▸ **WHAT THE TASK ASKS**: Retype each entry below precisely as it reads.

(Saved data entries)
_ _ _ _ _
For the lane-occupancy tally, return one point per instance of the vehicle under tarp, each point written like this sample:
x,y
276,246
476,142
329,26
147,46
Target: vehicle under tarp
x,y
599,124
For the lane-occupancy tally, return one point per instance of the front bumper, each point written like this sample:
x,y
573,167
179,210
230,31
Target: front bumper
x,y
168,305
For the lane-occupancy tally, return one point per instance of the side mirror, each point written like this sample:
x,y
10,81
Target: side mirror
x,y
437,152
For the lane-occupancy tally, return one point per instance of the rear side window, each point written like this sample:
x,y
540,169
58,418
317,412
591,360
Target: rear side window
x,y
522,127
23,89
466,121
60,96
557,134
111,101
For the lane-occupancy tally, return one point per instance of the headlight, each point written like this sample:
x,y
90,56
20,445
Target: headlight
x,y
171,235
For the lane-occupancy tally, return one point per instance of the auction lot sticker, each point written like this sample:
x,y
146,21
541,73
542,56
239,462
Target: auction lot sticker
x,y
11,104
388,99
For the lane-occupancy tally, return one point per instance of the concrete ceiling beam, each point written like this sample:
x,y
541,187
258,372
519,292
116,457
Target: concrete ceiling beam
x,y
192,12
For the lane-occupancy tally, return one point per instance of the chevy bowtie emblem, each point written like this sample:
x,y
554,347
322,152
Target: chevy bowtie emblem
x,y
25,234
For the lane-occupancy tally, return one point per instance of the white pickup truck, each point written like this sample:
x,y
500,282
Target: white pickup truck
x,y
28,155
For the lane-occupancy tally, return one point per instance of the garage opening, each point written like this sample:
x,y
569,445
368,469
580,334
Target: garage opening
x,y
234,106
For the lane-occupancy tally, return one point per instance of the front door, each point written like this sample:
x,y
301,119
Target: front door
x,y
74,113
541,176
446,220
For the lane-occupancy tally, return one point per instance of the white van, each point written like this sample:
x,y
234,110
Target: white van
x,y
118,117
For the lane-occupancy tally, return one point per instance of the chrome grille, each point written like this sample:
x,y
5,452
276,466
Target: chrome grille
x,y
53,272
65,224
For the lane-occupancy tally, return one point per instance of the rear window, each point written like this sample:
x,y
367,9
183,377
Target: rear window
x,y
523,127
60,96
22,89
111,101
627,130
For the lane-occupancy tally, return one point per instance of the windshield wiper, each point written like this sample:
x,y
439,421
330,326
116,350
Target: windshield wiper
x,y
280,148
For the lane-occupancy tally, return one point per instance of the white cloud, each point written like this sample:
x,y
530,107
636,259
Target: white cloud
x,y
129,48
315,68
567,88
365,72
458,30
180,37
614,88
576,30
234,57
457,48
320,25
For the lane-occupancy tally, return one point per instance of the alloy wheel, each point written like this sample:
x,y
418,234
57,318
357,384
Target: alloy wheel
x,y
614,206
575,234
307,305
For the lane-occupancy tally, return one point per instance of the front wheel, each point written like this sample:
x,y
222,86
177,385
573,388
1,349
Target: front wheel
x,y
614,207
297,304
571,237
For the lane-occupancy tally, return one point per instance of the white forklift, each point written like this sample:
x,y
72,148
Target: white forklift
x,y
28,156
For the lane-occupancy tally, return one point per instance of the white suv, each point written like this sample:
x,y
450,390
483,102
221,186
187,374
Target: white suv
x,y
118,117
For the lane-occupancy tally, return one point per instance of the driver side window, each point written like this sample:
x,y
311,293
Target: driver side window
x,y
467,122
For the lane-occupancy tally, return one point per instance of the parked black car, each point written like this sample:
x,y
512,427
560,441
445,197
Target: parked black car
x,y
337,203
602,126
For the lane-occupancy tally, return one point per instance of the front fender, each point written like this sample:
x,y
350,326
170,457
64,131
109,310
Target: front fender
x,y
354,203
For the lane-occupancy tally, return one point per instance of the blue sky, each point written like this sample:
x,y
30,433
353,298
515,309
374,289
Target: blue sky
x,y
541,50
_ _ _ _ _
▸ **SOLUTION FOR THIS PROBLEM**:
For the lane-occupancy tally, return one point per instance of the vehicle under tarp, each point written like this sample:
x,y
276,246
476,142
329,26
147,46
Target: vehicle under tarp
x,y
599,124
For the lane-occupancy tally, return one point per instance of the front bumper, each point written like this sample:
x,y
573,167
179,210
230,31
Target: front bumper
x,y
168,305
For the lane-occupancy tally, return one point per instance of the side mirror, each point written like this sample:
x,y
10,81
Target: side mirror
x,y
437,152
For the lane-occupancy tally, return one point per instance of the rear side window, each point written like this sample:
x,y
540,169
58,418
317,412
591,360
Target: rear side window
x,y
522,127
23,89
466,121
60,96
557,134
111,101
For the lane-occupancy tally, return one point per instance of the headlight, each point written like this sample:
x,y
90,56
20,445
Target: headlight
x,y
171,235
For the lane-occupancy tally, return one point per instance of the auction lot sticker, each point written like this sample:
x,y
146,21
541,73
542,56
239,462
Target: auction lot sticker
x,y
11,104
388,99
For the lane-occupancy tally, return one point per instance of the concrete ceiling beam, each point written like this sample:
x,y
541,187
258,372
519,292
116,457
Target: concrete ceiling beam
x,y
192,12
For the lane-occupancy tally, return one point per instance of the chevy bowtie emblem, each point written like this sample:
x,y
554,347
322,152
Target: chevy bowtie emblem
x,y
25,234
For the lane-occupancy tally, return one point per instance of the white pickup truck, each point written like this sample:
x,y
500,282
Target: white pickup truck
x,y
28,155
For the lane-occupancy tally, return one point per instance of the garage opening, each point written like this sample:
x,y
569,445
368,469
580,334
Target: garage opening
x,y
234,106
For the lane-occupancy tally, return one point per instance of the front door, each point written like this sample:
x,y
301,119
Target: front door
x,y
74,113
541,176
446,220
For the lane-occupancy tally, return one point per instance of the white van, each point written like this sample:
x,y
234,110
Target: white van
x,y
118,117
For the lane-occupancy tally, return one point per instance of the chrome grille, each point written like this sample:
x,y
5,452
276,466
Target: chrome grille
x,y
53,272
65,224
For the lane-occupancy tally, return one point per instance of the rear window, each point written like this sample:
x,y
367,9
183,377
Target: rear window
x,y
523,127
60,96
22,89
111,101
627,130
For the lane-occupancy tally, return one point per instance of the windshield wiper, each point written like this sample:
x,y
439,421
330,326
116,350
Target: windshield wiper
x,y
280,148
For the lane-occupancy tally, return one point per instance of the white cloud, each point written like this sample:
x,y
530,107
636,259
Target: white cloud
x,y
129,48
315,68
567,88
365,72
458,30
180,37
614,88
576,30
234,57
457,48
320,25
For the lane-occupancy tally, return one point per instance of the alloy wheel, each point written like this sample:
x,y
418,234
57,318
357,384
Target: alloy wheel
x,y
614,206
575,234
307,305
For the lane-occupancy tally, return one point per instance of the front wheel, each point written like this sample:
x,y
222,86
177,385
573,388
1,349
Target: front wheel
x,y
614,207
297,304
571,237
For the lane-occupancy tally, return one point per instance of the white forklift, each point written like this sample:
x,y
72,148
Target: white forklift
x,y
28,156
For the lane-occupancy tally, return one point per instance of the white suv, each point written like this sample:
x,y
450,390
483,102
221,186
187,374
Target: white suv
x,y
118,117
For the lane-occupancy tally, return one point per instance of the driver side window, each point written like this sample:
x,y
311,293
Target: driver side window
x,y
467,122
For the lane-occupancy tally, return one point per instance of the parked black car, each point written like this sample:
x,y
512,427
560,441
445,197
Target: parked black car
x,y
337,203
602,126
For the lane-occupancy tally, return one point per instance of the front fender, each point written like this sample:
x,y
350,326
170,457
64,131
109,310
Target: front fender
x,y
354,203
For the lane-occupancy tally, return one point per instance of the blue sky, each point written like this sample:
x,y
30,433
353,298
515,309
374,289
Target: blue sky
x,y
541,50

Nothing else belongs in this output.